**** Records for this exercise ****

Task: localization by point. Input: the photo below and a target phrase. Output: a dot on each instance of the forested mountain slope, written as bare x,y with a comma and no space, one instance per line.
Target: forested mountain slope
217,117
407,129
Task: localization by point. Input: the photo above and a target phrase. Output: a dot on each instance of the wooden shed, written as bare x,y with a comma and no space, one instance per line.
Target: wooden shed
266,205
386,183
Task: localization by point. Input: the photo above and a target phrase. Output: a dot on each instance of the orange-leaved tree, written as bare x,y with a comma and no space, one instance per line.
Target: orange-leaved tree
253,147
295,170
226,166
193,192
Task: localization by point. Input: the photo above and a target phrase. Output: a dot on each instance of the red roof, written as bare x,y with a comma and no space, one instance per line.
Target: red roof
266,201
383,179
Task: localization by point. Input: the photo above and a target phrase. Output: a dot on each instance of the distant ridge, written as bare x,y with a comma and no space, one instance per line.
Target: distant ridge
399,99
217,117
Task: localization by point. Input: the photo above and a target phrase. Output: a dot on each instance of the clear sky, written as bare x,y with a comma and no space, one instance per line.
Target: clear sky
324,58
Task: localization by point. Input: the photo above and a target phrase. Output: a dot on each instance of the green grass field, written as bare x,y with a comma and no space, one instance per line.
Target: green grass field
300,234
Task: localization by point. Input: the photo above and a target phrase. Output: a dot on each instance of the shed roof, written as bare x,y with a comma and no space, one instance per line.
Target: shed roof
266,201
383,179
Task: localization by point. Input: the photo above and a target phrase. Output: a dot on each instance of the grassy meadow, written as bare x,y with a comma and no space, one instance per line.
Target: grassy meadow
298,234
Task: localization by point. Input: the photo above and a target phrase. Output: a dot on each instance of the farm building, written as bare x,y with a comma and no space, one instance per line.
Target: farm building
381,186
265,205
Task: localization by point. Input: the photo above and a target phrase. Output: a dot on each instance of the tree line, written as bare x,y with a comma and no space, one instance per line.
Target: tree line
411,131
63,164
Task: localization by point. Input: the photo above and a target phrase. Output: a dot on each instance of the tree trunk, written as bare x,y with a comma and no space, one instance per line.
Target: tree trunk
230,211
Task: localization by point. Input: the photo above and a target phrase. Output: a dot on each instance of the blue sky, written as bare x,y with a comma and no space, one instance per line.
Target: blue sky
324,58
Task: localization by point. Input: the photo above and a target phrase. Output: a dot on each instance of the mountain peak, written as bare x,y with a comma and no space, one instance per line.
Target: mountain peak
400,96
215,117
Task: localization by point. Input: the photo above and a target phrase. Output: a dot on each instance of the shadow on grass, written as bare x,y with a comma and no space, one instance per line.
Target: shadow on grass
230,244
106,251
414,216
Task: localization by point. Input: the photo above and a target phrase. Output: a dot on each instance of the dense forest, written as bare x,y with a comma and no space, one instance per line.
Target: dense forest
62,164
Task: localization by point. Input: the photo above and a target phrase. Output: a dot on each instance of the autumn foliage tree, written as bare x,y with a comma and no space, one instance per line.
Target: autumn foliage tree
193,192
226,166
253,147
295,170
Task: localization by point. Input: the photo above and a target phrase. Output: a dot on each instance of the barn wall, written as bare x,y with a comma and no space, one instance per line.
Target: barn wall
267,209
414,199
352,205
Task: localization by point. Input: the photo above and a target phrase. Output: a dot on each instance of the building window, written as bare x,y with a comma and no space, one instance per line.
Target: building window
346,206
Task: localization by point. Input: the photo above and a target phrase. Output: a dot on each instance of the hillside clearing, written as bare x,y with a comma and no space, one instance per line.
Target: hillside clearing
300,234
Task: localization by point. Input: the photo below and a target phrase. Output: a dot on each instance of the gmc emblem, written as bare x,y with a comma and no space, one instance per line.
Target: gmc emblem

****

* [Written problem]: Would you reproduce all the entries exactly?

* [Expected answer]:
Task: localization by point. Input: the photo below and a target phrase. Output: a dot on each instance of the forested mountain slope, written as bare x,y with a comma and no space, one instance per line.
Target: forested mountain slope
217,117
407,129
Task: localization by point. Input: the photo above and a target phrase. Output: a dot on each instance of the wooden shed, written as bare x,y with a comma and no space, one instance per line.
Target: wooden shed
266,205
386,183
Task: localization by point. Input: the photo above and a target phrase. Output: a dot on each instance of the orange-leaved tree, written as bare x,y with a comma and no space, one instance per line.
Target: orange-leaved tree
253,147
295,170
226,166
193,192
Task: localization by point. Input: the photo above and a target phrase. Output: a dot on each instance of the red roof, written as bare x,y with a comma and no space, one instance per line.
Target: red roof
266,201
383,179
Task: localization by point. Input: the photo above and a target phrase. Output: a dot on each instance of the distant ridge, written as bare x,y with a comma and no space, one instance per line.
Target: distant ridge
399,99
217,117
Task: localization by point. Input: the photo above and a target phrase. Output: a dot on each instance of the clear sky, written as bare x,y with a comma and no space, one instance per line.
Target: clear sky
324,58
Task: localization by point. Input: the photo above and a target phrase. Output: a dot on each instance of the green grass field, written as bare x,y with a comma and no space, one instance per line.
Target: green grass field
300,234
Task: localization by point. Input: the photo above and a target phrase. Output: a dot on each instance of the shed roof, written as bare x,y with a comma and no space, one instance per line.
Target: shed roof
266,201
383,179
Task: localization by point. Input: the photo above and a target phrase. Output: a dot on each instance of the grassy meadow, written as bare x,y with a comma and no space, one instance per line.
Target: grassy meadow
298,234
Task: localization by point. Input: the photo above and a target phrase. Output: a dot on each instance of the farm building, written as bare x,y with a comma and no space, one instance per line.
Target: farm building
381,186
265,205
Task: localization by point. Input: the photo above and a target phrase. Output: a dot on each instance of the tree line, written as bare x,y with a comma and no space, one instance per line.
Target: tree line
411,131
63,164
Task: localization by point. Input: the photo above and a target phrase. Output: a dot on each instance of the tree trunk, written as bare x,y with a comma and no space, one instance per line.
Target: tree trunk
230,211
Task: localization by point. Input: the photo above and a target phrase. Output: a dot on each instance of the blue sky, written as bare x,y with a comma and no space, one instance per line.
Target: blue sky
324,58
Task: localization by point. Input: the photo above and a target phrase. Output: a dot on each instance of the mountain peak, written as bare x,y with a comma and no space, one instance per line.
Target: mountain peak
400,96
215,117
Task: localization by point. Input: the photo above and a target phrase. Output: a dot on each instance of the shadow on grass, written as bare x,y with a comma and no space, one instance per line.
Target: shadow on grass
230,244
106,251
414,216
Task: localization by point. Input: the photo above and a target phrase. Output: a dot on each instance of the dense forest, written as bare x,y with a comma and no space, one instance per line.
Target: dense forest
62,164
Task: localization by point. Input: the photo above and a target phrase. Output: a dot on each instance of the autumn foliage tree, written as bare x,y with a comma and no space, one instance per line.
Target: autumn foliage tree
193,192
226,166
253,147
295,170
Task: localization by point. Input: the photo above and a target phrase. Output: a dot on each instance of the barn wall, written as bare x,y with a comma and no space, one instance per line.
Target: barn wall
267,209
414,199
352,205
Task: localization by point. Input: the photo above and a target phrase. Output: a dot on each instance of the building window, written as bare x,y with a comma and no space, one instance per line.
Target: building window
346,206
Task: localization by point. Input: the photo above and a target phrase. Output: a dot on each instance of the hillside clearing, written as bare x,y with a comma and no space, one instance per line.
Target: hillside clearing
300,234
Task: localization by point. Input: the photo below and a target phrase. Output: a dot on each instance of the gmc emblem, written as bare x,y with a comma and no space, one instance per line.
Target: gmc emblem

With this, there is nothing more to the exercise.